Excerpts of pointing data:
--- BEGIN ---

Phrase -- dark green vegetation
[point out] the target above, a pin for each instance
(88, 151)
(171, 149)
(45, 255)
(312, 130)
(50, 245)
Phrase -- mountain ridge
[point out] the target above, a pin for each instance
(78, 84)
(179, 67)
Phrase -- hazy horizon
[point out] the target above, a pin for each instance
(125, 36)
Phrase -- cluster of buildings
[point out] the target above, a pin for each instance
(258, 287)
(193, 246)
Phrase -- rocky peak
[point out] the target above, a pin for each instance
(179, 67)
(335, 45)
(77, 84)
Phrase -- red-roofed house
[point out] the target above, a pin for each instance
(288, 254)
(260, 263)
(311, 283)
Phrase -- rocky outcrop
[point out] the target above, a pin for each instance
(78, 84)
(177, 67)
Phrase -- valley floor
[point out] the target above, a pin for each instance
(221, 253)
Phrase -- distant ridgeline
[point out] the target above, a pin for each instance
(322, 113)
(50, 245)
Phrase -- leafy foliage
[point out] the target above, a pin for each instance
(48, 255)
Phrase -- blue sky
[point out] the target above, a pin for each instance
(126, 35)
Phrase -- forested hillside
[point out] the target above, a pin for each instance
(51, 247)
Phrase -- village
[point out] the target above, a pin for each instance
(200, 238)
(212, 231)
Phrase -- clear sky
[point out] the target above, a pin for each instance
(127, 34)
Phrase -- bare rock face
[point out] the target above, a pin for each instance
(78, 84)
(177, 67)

--- END ---

PROBLEM STATEMENT:
Please rewrite everything from the line containing "Phrase -- rocky outcrop" down through the last of the entries as a two-column CSV with the headers entry_text and answer. Give one row per entry, with the text and its answer each in a single quoted field and line breaks replaced by spaces.

WRITTEN SOLUTION:
entry_text,answer
"Phrase -- rocky outcrop [point out] the target above, a pin for each instance","(78, 84) (177, 67)"
"Phrase -- valley floor [point out] the target above, a pin for each instance","(221, 253)"
"Phrase -- distant ridgeline [point out] the target above, a pin for each instance","(322, 113) (50, 245)"
"Phrase -- leafy foliage [point out] the target above, a pin for each instance","(48, 255)"
"Phrase -- blue sky [point out] the target above, a pin for each instance","(126, 35)"
"Phrase -- forested hillside [point out] the target above, a pin for each instance","(51, 247)"
"Phrase -- village [point out] the target above, a pin for each instance","(200, 238) (212, 231)"
"Phrase -- clear sky [point out] the target above, a pin for each instance","(127, 34)"
"Phrase -- bare rock face [point out] the target above, a pin for each instance","(78, 84) (177, 67)"